» Reading passage:

-*-*-

We were nicely dosed up with caffeine as we took a walk through the factory. To our right were various offices and a soft goods/bike componentry warehouse. To our left was manufacturing, and upon walking that direction I was confronted by stacks beyond stacks of F4:13 carbon fiber frames on racks awaiting paint. Given the epic response we’ve seen so far in the US to the F4:13 -- and given our struggle in filling our customers’ orders for these frames due to demand overwhelming supply -- part of me wished I was wearing a trenchcoat the size of a UPS truck. But based on what I saw, it was clear that Pinarello was confronting the problem head-on: All production, it seemed, was devoted to the F4:13. In the room where the rear carbon stays are bonded to the main triangle of all frames, the only frames I saw were F4:13′s. In the area where pre-paint finish work is done, three workers were buffing the daylights out of nothing but F4:13′s, and behind them were piles more. In the paint booth and in the bike assembly area, with only isolated exceptions I saw nothing but F4:13′s. Clearly, the intense demand was a global phenomenon.
As interesting as the spectacle of the F4:13 was, the fact of the matter is that we’ve already had a good number of them pass through Competitive Cyclist. I was less keen on studying what I already knew, and rather I began scanning the floor and frame racks for signs of the future. I circled back around to the bike assembly area when I caught a glimpse of an unusual orange frameset being built up. The bike assembly area took up quite a decent piece of real estate -- something that surprised me since the US importer, Gita Sporting Goods, brings in Pinarellos as framesets only, not as complete bikes. What I learned was that the US market is the only market to which Pinarello doesn’t ship out complete bikes. All other countries, apparently, bring in full (and fully assembled) bikes.

-*-*-

» Written task:
Take the account of the Pinarello factory visit further, starting right after its last sentence. The records play no part in what comes next.

» Labeled-object pointing records:
-*-*-

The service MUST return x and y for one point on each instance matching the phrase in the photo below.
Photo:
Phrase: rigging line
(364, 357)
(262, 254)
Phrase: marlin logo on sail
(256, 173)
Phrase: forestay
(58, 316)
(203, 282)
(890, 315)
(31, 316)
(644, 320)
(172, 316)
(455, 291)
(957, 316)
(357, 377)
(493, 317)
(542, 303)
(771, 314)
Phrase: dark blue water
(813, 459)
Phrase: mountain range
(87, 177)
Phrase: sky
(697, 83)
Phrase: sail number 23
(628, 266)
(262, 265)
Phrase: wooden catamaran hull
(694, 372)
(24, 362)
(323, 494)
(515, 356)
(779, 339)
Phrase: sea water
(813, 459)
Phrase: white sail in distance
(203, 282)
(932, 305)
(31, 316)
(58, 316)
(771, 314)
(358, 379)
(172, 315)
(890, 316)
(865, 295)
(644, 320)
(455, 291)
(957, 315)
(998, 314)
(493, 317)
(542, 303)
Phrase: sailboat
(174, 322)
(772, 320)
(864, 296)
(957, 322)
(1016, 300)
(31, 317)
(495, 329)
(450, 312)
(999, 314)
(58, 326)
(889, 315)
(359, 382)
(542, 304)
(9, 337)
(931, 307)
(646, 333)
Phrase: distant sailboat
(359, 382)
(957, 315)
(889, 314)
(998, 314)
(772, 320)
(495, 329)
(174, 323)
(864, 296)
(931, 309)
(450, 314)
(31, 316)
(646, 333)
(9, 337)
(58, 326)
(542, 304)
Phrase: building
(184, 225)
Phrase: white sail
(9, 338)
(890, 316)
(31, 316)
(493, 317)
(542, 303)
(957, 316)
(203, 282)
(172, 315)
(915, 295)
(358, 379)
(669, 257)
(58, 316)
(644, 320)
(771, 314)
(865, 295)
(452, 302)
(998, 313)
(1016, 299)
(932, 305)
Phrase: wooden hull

-*-*-

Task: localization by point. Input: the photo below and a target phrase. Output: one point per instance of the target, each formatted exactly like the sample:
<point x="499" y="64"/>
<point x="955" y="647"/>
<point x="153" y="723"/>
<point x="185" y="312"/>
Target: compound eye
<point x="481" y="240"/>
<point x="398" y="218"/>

-*-*-

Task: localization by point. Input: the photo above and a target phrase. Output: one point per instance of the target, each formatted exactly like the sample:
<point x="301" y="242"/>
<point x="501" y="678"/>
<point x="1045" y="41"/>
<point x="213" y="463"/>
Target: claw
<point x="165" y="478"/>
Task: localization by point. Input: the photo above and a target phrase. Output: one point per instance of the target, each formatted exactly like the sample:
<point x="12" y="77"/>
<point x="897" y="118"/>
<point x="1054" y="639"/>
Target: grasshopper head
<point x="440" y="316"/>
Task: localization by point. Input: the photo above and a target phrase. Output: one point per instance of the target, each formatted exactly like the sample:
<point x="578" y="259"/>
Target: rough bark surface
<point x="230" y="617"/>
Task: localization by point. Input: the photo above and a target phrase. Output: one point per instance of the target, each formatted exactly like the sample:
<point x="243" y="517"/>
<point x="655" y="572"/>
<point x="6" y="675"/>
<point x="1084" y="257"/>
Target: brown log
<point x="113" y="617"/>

-*-*-

» The output:
I approached the luminous orange frameset with some caution. To see it closely I had to cross the line from a central area where frames and boxes were stacked to a place where people were actually working. Our mechanics at home don’t like spectators breathing down their neck, and I’ve always assumed this is a universal trait amongst the breed. Nevertheless, the frame was clearly a new model and I felt an unrelenting professional compunction to see it. If the mechanic was to curse me out, I decided, it was sure to be less biting since I wouldn’t understand him anyway.
The risk, it turned out, was worth it. The mechanic turned out to be quite gracious, and he kindly leaned a bit out of the way as he worked so I could take in all the details of the frame. It said ‘Paris’ on the seat tube, but it was nothing like the aluminum Paris framesets we’ve had in stock for nearly a year. It was a full carbon frame with the same tight weave as the F4:13, but the tubing shared the Paris’ scalloped edges that come from the hydroforming process. Clearly, the mold of this new carbon frame features the same reinforced zones seen on the Paris aluminum, giving it the same key added points of extra strength. Given its carbon construction, though, it presumably gives Pinarello the ability to make the Paris Carbon lighter and likely more gentle on rough roads than the aluminum Paris. The orange paint, called Orange Fluo, had the same intensity florescence as the golf balls I preferred when I was 12 years old. It was a color that commanded attention with none of the subtlety of the frame’s beautifully nuanced tubeset. In fact, I later spied a Yellow Fluo Dogma FP as well. For better or worse, it appears that we’re facing a dayglo revival in 2006.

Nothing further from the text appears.